» **Entries provided**

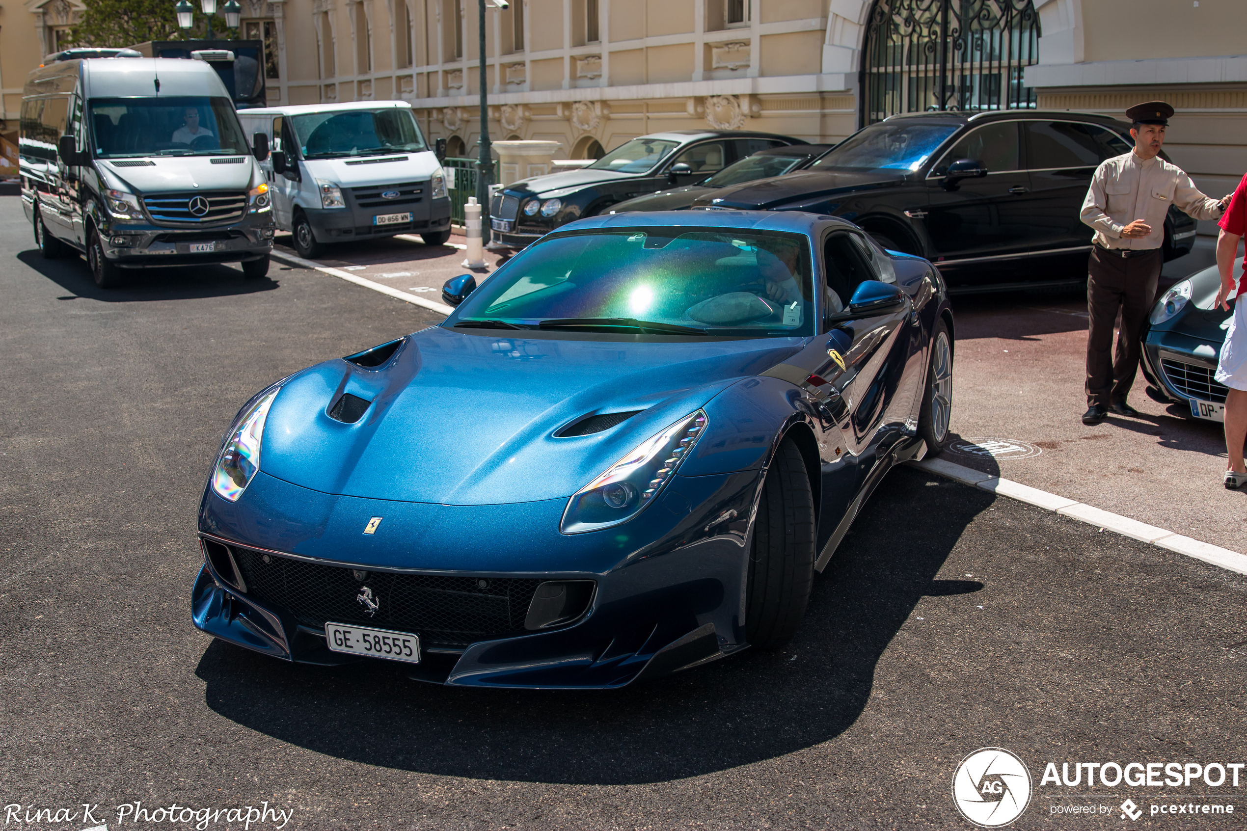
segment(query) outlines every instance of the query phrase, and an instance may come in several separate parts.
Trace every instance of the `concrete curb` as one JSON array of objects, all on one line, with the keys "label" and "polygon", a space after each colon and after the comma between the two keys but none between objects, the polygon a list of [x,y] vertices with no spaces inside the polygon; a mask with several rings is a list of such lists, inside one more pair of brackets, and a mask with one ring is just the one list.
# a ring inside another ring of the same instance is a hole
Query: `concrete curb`
[{"label": "concrete curb", "polygon": [[309,259],[303,259],[302,257],[296,257],[294,254],[287,254],[286,252],[274,250],[272,254],[273,259],[281,260],[287,265],[298,265],[299,268],[311,268],[313,270],[320,272],[322,274],[328,274],[330,277],[337,277],[348,283],[354,283],[355,285],[362,285],[365,289],[372,289],[373,292],[380,292],[382,294],[388,294],[392,298],[398,298],[399,300],[405,300],[418,306],[424,306],[438,314],[450,314],[454,311],[453,308],[448,306],[445,303],[438,303],[436,300],[425,300],[415,294],[409,294],[407,292],[399,292],[398,289],[385,285],[383,283],[374,283],[367,277],[359,277],[358,274],[352,274],[350,272],[344,272],[340,268],[333,268],[330,265],[320,265]]},{"label": "concrete curb", "polygon": [[1192,539],[1191,537],[1183,537],[1182,534],[1173,533],[1166,528],[1157,528],[1156,526],[1150,526],[1145,522],[1131,520],[1130,517],[1124,517],[1119,513],[1110,513],[1109,511],[1084,505],[1075,500],[1057,496],[1056,493],[1040,491],[1039,488],[1030,487],[1029,485],[1014,482],[1008,478],[1000,478],[999,476],[991,476],[990,473],[984,473],[971,467],[964,467],[943,458],[924,458],[919,462],[908,463],[929,473],[935,473],[936,476],[943,476],[944,478],[960,482],[961,485],[978,487],[998,496],[1008,496],[1013,500],[1019,500],[1020,502],[1026,502],[1028,505],[1034,505],[1036,507],[1060,513],[1061,516],[1070,517],[1071,520],[1077,520],[1079,522],[1086,522],[1087,525],[1094,525],[1097,528],[1104,528],[1105,531],[1120,533],[1125,537],[1130,537],[1131,539],[1139,539],[1180,554],[1186,554],[1187,557],[1193,557],[1195,559],[1200,559],[1212,566],[1218,566],[1226,571],[1247,574],[1247,557],[1236,551],[1230,551],[1228,548],[1221,548],[1220,546],[1200,542],[1198,539]]}]

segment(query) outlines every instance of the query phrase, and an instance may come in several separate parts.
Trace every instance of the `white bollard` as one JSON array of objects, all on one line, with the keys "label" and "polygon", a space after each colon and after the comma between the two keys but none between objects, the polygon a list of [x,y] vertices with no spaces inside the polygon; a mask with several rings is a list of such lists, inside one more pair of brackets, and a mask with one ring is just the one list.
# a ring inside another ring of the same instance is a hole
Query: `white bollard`
[{"label": "white bollard", "polygon": [[464,268],[485,268],[485,243],[480,237],[480,204],[476,197],[468,197],[464,206],[464,222],[468,226],[468,259]]}]

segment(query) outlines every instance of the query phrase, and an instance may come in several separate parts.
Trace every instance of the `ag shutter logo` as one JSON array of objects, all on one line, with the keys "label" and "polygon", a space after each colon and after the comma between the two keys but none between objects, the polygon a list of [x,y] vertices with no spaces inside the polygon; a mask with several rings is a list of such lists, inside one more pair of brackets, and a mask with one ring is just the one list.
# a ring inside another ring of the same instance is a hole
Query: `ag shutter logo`
[{"label": "ag shutter logo", "polygon": [[961,760],[953,774],[953,802],[966,820],[983,829],[1009,825],[1030,804],[1030,771],[1004,748],[981,748]]}]

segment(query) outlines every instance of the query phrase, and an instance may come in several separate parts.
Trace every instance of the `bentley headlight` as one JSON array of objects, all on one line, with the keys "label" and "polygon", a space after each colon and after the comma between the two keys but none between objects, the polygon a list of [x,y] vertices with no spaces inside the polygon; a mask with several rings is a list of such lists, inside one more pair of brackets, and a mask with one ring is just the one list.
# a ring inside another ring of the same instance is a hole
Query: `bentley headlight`
[{"label": "bentley headlight", "polygon": [[1156,305],[1152,306],[1152,314],[1150,320],[1155,326],[1158,323],[1165,323],[1178,311],[1186,308],[1186,304],[1191,300],[1191,280],[1182,280],[1181,283],[1175,283],[1170,289],[1161,295]]},{"label": "bentley headlight", "polygon": [[698,410],[633,447],[569,500],[559,529],[584,533],[635,517],[671,481],[705,430],[706,414]]},{"label": "bentley headlight", "polygon": [[234,429],[217,456],[212,470],[212,490],[217,496],[237,502],[242,492],[259,470],[259,444],[264,435],[264,420],[279,390],[264,395],[238,414]]}]

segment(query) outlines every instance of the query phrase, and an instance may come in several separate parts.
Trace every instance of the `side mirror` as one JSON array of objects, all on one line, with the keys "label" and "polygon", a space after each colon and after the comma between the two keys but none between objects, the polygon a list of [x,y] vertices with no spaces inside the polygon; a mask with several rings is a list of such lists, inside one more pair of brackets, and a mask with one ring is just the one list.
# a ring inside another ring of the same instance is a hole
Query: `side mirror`
[{"label": "side mirror", "polygon": [[476,278],[471,274],[451,277],[441,287],[441,300],[446,305],[459,305],[468,299],[468,295],[476,290]]},{"label": "side mirror", "polygon": [[887,311],[900,306],[904,302],[905,293],[900,287],[879,280],[863,280],[853,292],[849,311],[853,314]]}]

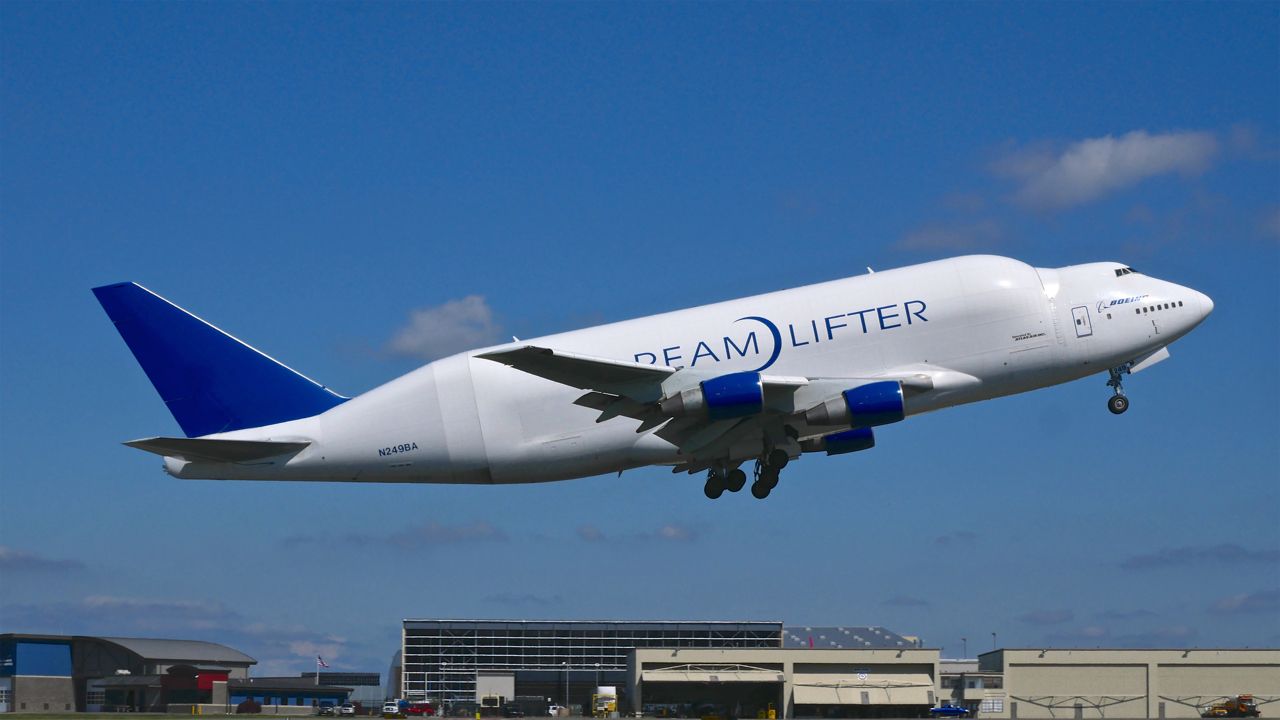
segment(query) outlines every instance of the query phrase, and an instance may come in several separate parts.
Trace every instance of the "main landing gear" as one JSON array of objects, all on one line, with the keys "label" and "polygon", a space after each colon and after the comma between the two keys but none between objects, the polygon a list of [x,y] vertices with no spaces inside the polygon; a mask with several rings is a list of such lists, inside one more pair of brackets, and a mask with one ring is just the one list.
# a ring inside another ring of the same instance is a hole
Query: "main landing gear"
[{"label": "main landing gear", "polygon": [[746,473],[739,468],[727,470],[724,468],[712,468],[707,473],[707,484],[703,486],[703,492],[707,497],[716,500],[717,497],[724,495],[724,491],[737,492],[742,489],[746,484]]},{"label": "main landing gear", "polygon": [[1112,415],[1120,415],[1129,409],[1129,398],[1124,395],[1124,384],[1120,382],[1120,375],[1129,373],[1130,364],[1125,363],[1119,368],[1111,368],[1111,379],[1107,380],[1107,387],[1115,391],[1115,395],[1107,398],[1107,410]]},{"label": "main landing gear", "polygon": [[751,483],[751,497],[764,500],[769,497],[773,488],[778,487],[778,473],[787,466],[791,459],[787,451],[774,448],[768,455],[755,461],[755,482]]}]

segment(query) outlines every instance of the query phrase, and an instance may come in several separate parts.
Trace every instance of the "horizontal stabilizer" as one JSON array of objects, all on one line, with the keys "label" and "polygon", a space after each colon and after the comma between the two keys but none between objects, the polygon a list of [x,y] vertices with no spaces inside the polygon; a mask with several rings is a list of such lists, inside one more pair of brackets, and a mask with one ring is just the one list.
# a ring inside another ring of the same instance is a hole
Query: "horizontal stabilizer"
[{"label": "horizontal stabilizer", "polygon": [[310,418],[347,400],[137,283],[93,295],[187,437]]},{"label": "horizontal stabilizer", "polygon": [[155,452],[165,457],[182,457],[183,460],[212,460],[215,462],[248,462],[250,460],[262,460],[276,455],[291,455],[301,452],[308,445],[307,441],[260,441],[260,439],[205,439],[184,437],[148,437],[143,439],[131,439],[124,443],[129,447]]}]

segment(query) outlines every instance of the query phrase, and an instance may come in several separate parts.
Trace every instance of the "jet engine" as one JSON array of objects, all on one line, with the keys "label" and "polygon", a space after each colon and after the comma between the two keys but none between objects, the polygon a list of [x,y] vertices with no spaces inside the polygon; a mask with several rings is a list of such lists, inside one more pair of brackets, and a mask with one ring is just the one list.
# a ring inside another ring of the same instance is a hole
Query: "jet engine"
[{"label": "jet engine", "polygon": [[712,420],[758,415],[764,410],[760,373],[730,373],[667,397],[660,404],[668,415],[705,413]]},{"label": "jet engine", "polygon": [[873,428],[897,423],[905,416],[902,383],[881,380],[846,389],[805,411],[810,425]]}]

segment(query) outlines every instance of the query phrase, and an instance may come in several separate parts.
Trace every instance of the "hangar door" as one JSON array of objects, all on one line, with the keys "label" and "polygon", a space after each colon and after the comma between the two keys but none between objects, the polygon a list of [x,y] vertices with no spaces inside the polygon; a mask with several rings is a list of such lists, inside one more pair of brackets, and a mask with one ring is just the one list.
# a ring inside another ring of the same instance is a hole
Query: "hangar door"
[{"label": "hangar door", "polygon": [[796,673],[792,687],[796,715],[820,707],[824,717],[911,717],[933,706],[933,679],[924,673]]},{"label": "hangar door", "polygon": [[675,665],[640,673],[643,706],[682,717],[756,717],[782,698],[781,669]]}]

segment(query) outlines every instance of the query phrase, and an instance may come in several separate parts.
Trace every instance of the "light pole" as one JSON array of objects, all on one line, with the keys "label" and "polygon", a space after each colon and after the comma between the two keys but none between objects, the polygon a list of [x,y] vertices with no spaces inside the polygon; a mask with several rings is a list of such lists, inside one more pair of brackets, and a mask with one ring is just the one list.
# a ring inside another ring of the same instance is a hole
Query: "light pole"
[{"label": "light pole", "polygon": [[449,676],[449,661],[440,661],[440,708],[436,711],[438,715],[444,715],[444,683]]}]

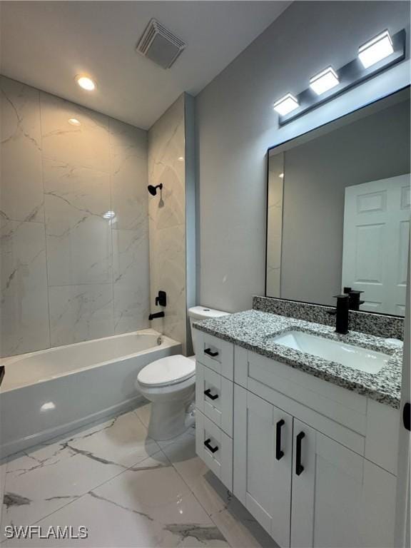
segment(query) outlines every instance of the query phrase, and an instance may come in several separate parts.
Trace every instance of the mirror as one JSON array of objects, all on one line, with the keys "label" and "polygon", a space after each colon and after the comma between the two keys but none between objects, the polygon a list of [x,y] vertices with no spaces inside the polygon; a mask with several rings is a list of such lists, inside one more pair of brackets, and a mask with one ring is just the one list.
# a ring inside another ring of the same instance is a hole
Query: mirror
[{"label": "mirror", "polygon": [[410,88],[268,151],[265,295],[404,315]]}]

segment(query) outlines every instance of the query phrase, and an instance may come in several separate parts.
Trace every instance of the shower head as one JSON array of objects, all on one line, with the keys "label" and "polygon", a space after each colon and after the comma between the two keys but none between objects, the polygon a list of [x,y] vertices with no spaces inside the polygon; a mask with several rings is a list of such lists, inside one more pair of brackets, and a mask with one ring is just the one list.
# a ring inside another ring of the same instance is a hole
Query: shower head
[{"label": "shower head", "polygon": [[150,194],[151,194],[151,196],[155,196],[156,194],[157,194],[157,188],[160,188],[160,190],[161,190],[161,188],[163,188],[163,184],[161,183],[159,185],[157,185],[156,186],[153,186],[153,185],[148,185],[147,188],[148,189],[148,192],[150,193]]}]

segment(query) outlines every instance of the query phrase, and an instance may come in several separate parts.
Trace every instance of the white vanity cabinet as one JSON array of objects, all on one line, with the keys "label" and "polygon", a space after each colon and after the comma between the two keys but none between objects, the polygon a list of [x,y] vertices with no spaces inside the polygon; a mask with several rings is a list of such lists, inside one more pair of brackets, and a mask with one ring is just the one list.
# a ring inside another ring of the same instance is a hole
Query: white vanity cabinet
[{"label": "white vanity cabinet", "polygon": [[[231,469],[214,466],[218,477],[282,548],[392,547],[399,412],[243,348],[228,354],[233,434],[220,413],[200,415],[200,457],[210,462],[206,419],[232,455]],[[218,387],[204,367],[201,390],[207,376]],[[200,390],[197,398],[201,407]]]},{"label": "white vanity cabinet", "polygon": [[290,546],[293,417],[235,387],[237,498],[281,547]]},{"label": "white vanity cabinet", "polygon": [[196,346],[196,451],[233,491],[234,345],[193,330]]}]

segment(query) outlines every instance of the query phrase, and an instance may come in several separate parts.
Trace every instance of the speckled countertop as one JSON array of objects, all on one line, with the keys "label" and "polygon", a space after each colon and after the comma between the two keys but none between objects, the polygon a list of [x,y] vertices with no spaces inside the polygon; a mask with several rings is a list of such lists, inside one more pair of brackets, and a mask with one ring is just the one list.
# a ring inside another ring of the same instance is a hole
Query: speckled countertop
[{"label": "speckled countertop", "polygon": [[[246,310],[195,322],[194,327],[315,377],[369,396],[395,409],[400,407],[402,367],[401,341],[365,335],[357,331],[339,335],[333,327],[259,310]],[[390,358],[378,373],[371,374],[288,348],[271,340],[273,337],[291,330],[381,352],[388,354]]]}]

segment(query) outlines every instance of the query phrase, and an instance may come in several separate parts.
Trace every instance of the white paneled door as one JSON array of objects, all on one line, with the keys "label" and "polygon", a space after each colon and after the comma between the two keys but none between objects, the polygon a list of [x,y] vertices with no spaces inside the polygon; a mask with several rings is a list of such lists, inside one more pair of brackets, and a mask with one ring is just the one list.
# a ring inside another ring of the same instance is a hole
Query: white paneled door
[{"label": "white paneled door", "polygon": [[345,188],[342,285],[362,310],[404,315],[410,203],[410,174]]}]

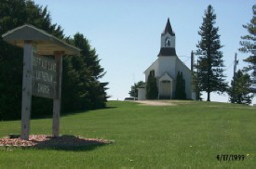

» **Task instructions**
Copy out every line above that contains the word "hangar", where capital and lowercase letters must match.

» **Final result**
Trace every instance of the "hangar door" as one JSON array of objects, all on one line, with the keys "label" and "polygon", a space after each colon and after the comma between the two keys but none between objects, the polygon a list of [x,y] vertices with no spaces inside the polygon; a mask with several rings is a list of such lists, inside one more pair of brackets, and a mask with one ring is just the one list.
Query: "hangar door"
[{"label": "hangar door", "polygon": [[796,673],[792,687],[796,715],[820,707],[824,717],[911,717],[933,706],[933,679],[924,673]]},{"label": "hangar door", "polygon": [[675,665],[640,673],[643,706],[682,717],[756,717],[782,698],[781,669]]}]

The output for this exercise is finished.